[Data supplied]

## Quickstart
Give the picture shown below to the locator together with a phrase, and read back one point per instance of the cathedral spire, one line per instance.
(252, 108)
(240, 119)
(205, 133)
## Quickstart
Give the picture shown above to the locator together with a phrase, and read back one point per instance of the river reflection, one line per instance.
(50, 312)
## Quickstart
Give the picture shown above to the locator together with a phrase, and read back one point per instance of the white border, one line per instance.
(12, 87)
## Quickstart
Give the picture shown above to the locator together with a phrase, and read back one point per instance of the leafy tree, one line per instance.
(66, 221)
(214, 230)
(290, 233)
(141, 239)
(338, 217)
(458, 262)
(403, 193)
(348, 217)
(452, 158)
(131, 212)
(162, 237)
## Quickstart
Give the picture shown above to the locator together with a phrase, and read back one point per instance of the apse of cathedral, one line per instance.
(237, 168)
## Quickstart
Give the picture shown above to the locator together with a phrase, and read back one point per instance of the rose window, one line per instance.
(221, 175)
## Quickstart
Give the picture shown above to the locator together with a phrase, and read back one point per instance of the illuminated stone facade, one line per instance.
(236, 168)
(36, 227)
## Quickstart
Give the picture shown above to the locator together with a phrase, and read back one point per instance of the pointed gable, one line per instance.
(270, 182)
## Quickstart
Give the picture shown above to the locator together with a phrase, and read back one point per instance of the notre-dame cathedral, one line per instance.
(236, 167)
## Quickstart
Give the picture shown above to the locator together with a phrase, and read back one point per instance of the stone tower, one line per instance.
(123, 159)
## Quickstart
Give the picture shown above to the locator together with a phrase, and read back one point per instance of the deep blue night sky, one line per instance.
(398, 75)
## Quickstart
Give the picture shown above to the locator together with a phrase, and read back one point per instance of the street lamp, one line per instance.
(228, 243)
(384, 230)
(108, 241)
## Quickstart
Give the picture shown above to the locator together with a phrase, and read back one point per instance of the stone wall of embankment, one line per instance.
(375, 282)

[/Data supplied]

§ Exercise description:
Return each line of the data above verbatim.

§ Reply to the exercise:
## Quickstart
Give the picture shown below to the locator together with a phrase, and read back one point per instance of the cathedral spire, one line per instance.
(252, 108)
(240, 119)
(205, 133)
## Quickstart
Give the picture shown above to the locator together with a phrase, and read back one point per instance of the river reflection, one line per instance.
(50, 312)
## Quickstart
Give the picture shown above to the locator together with a phrase, and read back one point per instance of the white border, one line per instance.
(12, 87)
## Quickstart
Give the picture shown above to the locator together with a phrase, and read back one point per instance of the leafy tree, one line per instance.
(66, 221)
(214, 230)
(290, 233)
(141, 239)
(338, 217)
(458, 262)
(403, 193)
(348, 217)
(452, 158)
(131, 212)
(162, 237)
## Quickstart
Give the picture shown above to the locator together with a phrase, and read back one point per instance of the apse of cathedral, one line per instance.
(237, 168)
## Quickstart
Give the picture shown above to the locator together with a phrase, and read back one point per instance of the rose window, one line per instance.
(221, 175)
## Quickstart
Give the picture shown above to the locator together with a phrase, and read back one point per instance of the illuminated stone facade, one line per instance.
(236, 168)
(36, 227)
## Quickstart
Give the picture shown above to the locator together with a phrase, and read back one point per instance of the pointed gable, one line per instance.
(270, 182)
## Quickstart
Give the picture shown above to the locator together with a phrase, and read back one point per instance of the notre-dame cathedral, one line per instance.
(236, 167)
## Quickstart
Give the picture shown above to the locator together with a phrase, and read back one point per instance of the stone tower, one line per instance.
(123, 159)
## Quickstart
Give the picture shown above to the locator together with a phrase, and read back one point per instance of the deep blue night sky, one line per instance.
(398, 75)
## Quickstart
Give the picture shown above to the locator together with a phrase, and read back one point per instance of the street lamp, one line per instance.
(228, 243)
(384, 230)
(108, 241)
## Quickstart
Give the picture shown above to the locator together with a phrase, and read back one point per instance of the stone wall of embankment, one line per instance.
(375, 282)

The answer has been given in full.